Por Marcio Pochmann
Do ponto de vista contábil, o Estado devolve através de políticas
públicas para o conjunto da sociedade o que capturou na forma de
tributação do excedente gerado pelo processo econômico, após deduzir o
custo do seu próprio funcionamento. Nesse sentido, interessa saber a
eficácia e o custo do Estado para gastar o que arrecada pelos impostos,
taxas e contribuições, bem como de onde vem e para onde vai a tributação
de responsabilidade estatal.
Historicamente, a preocupação arrecadatória no Brasil sempre esteve
distante de qualquer preocupação de equidade, pois voltada à acumulação
privada e por consequência favorável aos detentores de riqueza. Noutras
palavras, a evolução das receitas e dos gastos não deixou de apontar o
caráter de classe do Estado, justamente porque tem se apresentado
implacável com o pobre e afável com o rico.
Com isso, constata-se, por exemplo, que a estrutura tributária que a
República brasileira herdou do Império (1822-1889) pouco se alterou em
relação a seu perfil regressivo. Ou seja, o predomínio da receita
pública advinda dos tributos indiretos que são os que mais incidem
proporcionalmente sobre os que menos renda possuem.
Com a passagem da sociedade agrária para a urbana e industrial, a
partir de 1930, as principais fontes das receitas públicas se deslocaram
do comércio externo para o consumo interno, o que permitiu desprezar os
rendimentos dos capitais e propriedades, entre outras formas de renda
dos ricos. Até a Revolução de 1930, o imposto de importação que
representava quase dois terços da receita pública foi sendo gradualmente
substituído pela tributação da produção e, principalmente do consumo
interno.
Desde então, três principais reformas tributárias foram realizadas
para permitir a elevação das receitas públicas, o que acentuou ainda
mais o peso dos impostos, taxas e contribuições na base do que no topo
da pirâmide social brasileira. A primeira reforma tributária, por
exemplo, transcorreu com Getúlio Vargas que se mostrou fundamental para
viabilizar a industrialização, enquanto a segunda, sob a ditadura
militar, modernizou o sistema de tributação e a administração pública,
com avanços na tributação direta (Imposto de Renda) sem alterar o
sentido da regressividade na arrecadação, ademais de ampliar o gasto
público para os que menos precisavam.

***

**TAREFAS**.
1) No texto sobre a tributação no Brasil, qual imposto representava quase dois terços da receita pública até a Revolução de 1930?
2) Cite do texto sobre a tributação no Brasil o trecho que começa com as palavras "Historicamente, a preocupação" e termina com "com o rico.".
3) Continue o texto sobre a tributação no Brasil a partir do ponto em que ele termina.

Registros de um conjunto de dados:
***

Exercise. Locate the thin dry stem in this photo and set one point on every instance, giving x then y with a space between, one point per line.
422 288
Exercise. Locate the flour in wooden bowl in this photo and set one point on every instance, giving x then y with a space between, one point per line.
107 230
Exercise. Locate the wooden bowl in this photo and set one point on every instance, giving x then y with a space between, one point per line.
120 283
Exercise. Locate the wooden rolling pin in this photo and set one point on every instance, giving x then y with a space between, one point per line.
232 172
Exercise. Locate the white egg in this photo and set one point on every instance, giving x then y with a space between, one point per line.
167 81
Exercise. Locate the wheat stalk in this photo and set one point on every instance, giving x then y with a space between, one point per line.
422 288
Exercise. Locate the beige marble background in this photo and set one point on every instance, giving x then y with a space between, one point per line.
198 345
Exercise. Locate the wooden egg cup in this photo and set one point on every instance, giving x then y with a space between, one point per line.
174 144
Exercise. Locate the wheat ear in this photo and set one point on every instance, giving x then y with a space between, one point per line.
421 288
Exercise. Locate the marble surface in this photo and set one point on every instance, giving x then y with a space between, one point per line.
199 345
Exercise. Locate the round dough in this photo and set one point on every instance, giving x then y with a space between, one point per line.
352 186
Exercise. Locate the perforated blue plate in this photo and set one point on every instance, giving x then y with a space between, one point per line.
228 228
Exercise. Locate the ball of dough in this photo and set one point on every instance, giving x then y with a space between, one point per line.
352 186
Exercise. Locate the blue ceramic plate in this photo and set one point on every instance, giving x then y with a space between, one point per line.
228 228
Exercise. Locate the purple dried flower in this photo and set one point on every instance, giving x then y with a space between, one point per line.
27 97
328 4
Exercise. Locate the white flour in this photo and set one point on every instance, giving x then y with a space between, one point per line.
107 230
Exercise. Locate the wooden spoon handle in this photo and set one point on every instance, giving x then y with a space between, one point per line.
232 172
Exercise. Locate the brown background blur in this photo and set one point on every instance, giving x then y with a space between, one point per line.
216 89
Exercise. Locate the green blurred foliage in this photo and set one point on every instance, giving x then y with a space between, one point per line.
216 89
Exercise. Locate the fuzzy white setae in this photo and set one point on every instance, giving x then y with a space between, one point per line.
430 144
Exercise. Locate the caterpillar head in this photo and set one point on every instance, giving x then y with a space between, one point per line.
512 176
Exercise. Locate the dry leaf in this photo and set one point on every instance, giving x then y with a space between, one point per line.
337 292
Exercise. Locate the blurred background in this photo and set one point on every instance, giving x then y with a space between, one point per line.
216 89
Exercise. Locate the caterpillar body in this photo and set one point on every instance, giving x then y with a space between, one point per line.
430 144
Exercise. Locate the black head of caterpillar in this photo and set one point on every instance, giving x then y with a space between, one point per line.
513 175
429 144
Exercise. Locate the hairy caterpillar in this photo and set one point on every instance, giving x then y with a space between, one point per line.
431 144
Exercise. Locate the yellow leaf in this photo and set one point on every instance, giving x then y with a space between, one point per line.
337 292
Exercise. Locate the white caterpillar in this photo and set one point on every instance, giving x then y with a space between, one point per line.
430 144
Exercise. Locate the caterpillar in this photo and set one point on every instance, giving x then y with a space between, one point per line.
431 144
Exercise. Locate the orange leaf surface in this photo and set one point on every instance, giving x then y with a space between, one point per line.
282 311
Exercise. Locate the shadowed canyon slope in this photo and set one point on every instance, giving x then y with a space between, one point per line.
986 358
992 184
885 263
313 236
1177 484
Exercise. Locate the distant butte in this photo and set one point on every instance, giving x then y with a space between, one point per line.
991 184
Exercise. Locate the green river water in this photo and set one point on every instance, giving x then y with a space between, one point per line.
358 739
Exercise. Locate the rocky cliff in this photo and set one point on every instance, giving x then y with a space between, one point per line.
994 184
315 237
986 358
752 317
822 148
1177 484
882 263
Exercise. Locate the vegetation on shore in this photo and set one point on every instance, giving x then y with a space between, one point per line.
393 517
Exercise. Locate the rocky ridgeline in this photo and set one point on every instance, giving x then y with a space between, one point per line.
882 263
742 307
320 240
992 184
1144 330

***

**RESPOSTAS**.
1) O imposto de importação.

2)
Historicamente, a preocupação arrecadatória no Brasil sempre esteve
distante de qualquer preocupação de equidade, pois voltada à acumulação
privada e por consequência favorável aos detentores de riqueza. Noutras
palavras, a evolução das receitas e dos gastos não deixou de apontar o
caráter de classe do Estado, justamente porque tem se apresentado
implacável com o pobre e afável com o rico.

3)
A terceira reforma desencadeada na Constituição Federal de 1988
introduziu novos tributos que buscaram financiar a ampliação e
descentralização do gasto público, sobretudo no chamado Estado de
bem-estar social. Em virtude disso, as sucessivas medidas impulsionadas
pelos governos democraticamente eleitos aumentaram a arrecadação pública
na mesma velocidade com que pioraram a qualidade tributária e a sua
regressividade na oneração da população.
No ano de 2012, por exemplo, os brasileiros com rendimento mensal de
até 2 salários mínimos comprometiam 197 dias do ano com pagamentos de
tributos, enquanto aqueles com renda acima de 30 salários mínimos
precisavam de 106 dias do mesmo ano para o pagamento dos tributos. Quase
quarenta anos antes, em 1975, quem recebia até 2 salários mínimos
comprometia 103 dias do ano com tributos, ao contrário daqueles com 30
salários mínimos e mais de renda, com 75 dias comprometidos com a
tributação.
Diante disso, o Brasil neste início do século 21 precisa construir
uma nova matriz tributária que seja contemporânea da dupla transição
relacionada às exigências da economia sustentável ambientalmente com os
novos requisitos da sociedade de serviços. Ao contrário do passado,
portanto, o sentido da nova matriz tributária deve se orientar pelo
objetivo da equidade tributária.
Um bom exemplo disso seria o alívio do Imposto de Renda (IR) para
13,5 milhões de declarantes que recebem até 5 salários mínimos mensais.
De um lado porque o valor arrecadado por esse segmento de brasileiros
(50% do total dos 27 milhões de declarantes) representa apenas 1% (R$1,2
bilhão) de toda a receita do IR.
De outro lado porque a reintrodução das normas de tributação sobre
lucros e dividendos vigentes até o ano de 1995 permitiria ampliara a
arrecadação do IR em mais 44 bilhões de reais. Para isso, cerca de 2,2
milhões de declarantes ricos seriam atingidos, possibilitando a elevação
da receita total do IR em quase 39%.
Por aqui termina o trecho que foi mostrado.